> [Tasks]
[1] Please rewrite the paragraph of the UTI study report below that begins "Researchers from the University of Oslo" as a short list, keeping its main facts.
[2] Based on the UTI study report below, decide whether each statement agrees with it. Answer yes or no, and quote the deciding words.
(a) The study analyzed urine cultures from patients aged 65 and older.
(b) E. faecalis was significantly more common in women with UTIs.
(c) The authors found the differences between nursing home and community residents clinically important.
[3] From the UTI study report below, write out without changes the part that opens with the words containing "The sex of the" and closes with "recent BMC Geriatrics.".

> [Reading text]
The sex of the patient should factor into a prescriber’s choice of antibiotic to treat urinary tract infection (UTI) in older adults, suggests a study in the recent BMC Geriatrics.

Researchers from the University of Oslo and the Vestfold Hospital Trust (Oslo, Norway) analyzed 3786 urine cultures positive for bacteria from patients age 65 and older. At first, they compared cultures between older adults who lived in nursing homes and those who lived in the community to see if separate antibiotic recommendations were warranted. Their findings were lackluster. On the whole, there was no significant difference in the proportions of any of the bacteria between the groups, with Escherichia coli the most common and Escherichia faecalis the second most common. For both groups, E. coli resistance rates were more than 20% for ampicillin and trimethoprim, and E. faecalis resistance rates were more than 20% for trimethoprim. 

Then the researchers, led by Mark Fagan, looked at differences between men and women irrespective of residence.

“The differences between bacterial etiology and resistance rates among uropathogens isolated from elderly patients living in a nursing home and those living in the community were clinically unimportant,” the authors reported. “There is, however, a significant and clinically relevant difference between males and females both in terms of bacterial etiology and resistance rates.”

E. coli was significantly more common in the infections of women, they found, and E. faecalis was significantly more common in men with UTIs.

> [Input data]
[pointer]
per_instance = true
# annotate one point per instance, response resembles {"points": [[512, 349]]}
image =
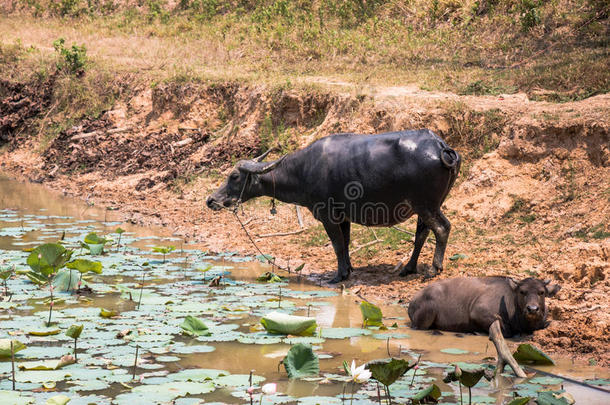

> [Results for each task]
[1]
- Researchers from the University of Oslo and the Vestfold Hospital Trust (Oslo, Norway) analyzed 3786 bacteria-positive urine cultures from patients 65 and older.
- They compared nursing home residents with community residents to see whether separate antibiotic recommendations were warranted.
- There was no significant difference between the groups in the proportions of any of the bacteria.
- Escherichia coli was the most common bacterium, and Escherichia faecalis was second.
- In both groups, E. coli resistance rates were over 20% for ampicillin and trimethoprim.
- In both groups, E. faecalis resistance rates were over 20% for trimethoprim.

[2]
(a) Yes: "3786 urine cultures positive for bacteria from patients age 65 and older"
(b) No: "E. faecalis was significantly more common in men with UTIs"
(c) No: "were clinically unimportant"

[3]
The sex of the patient should factor into a prescriber’s choice of antibiotic to treat urinary tract infection (UTI) in older adults, suggests a study in the recent BMC Geriatrics.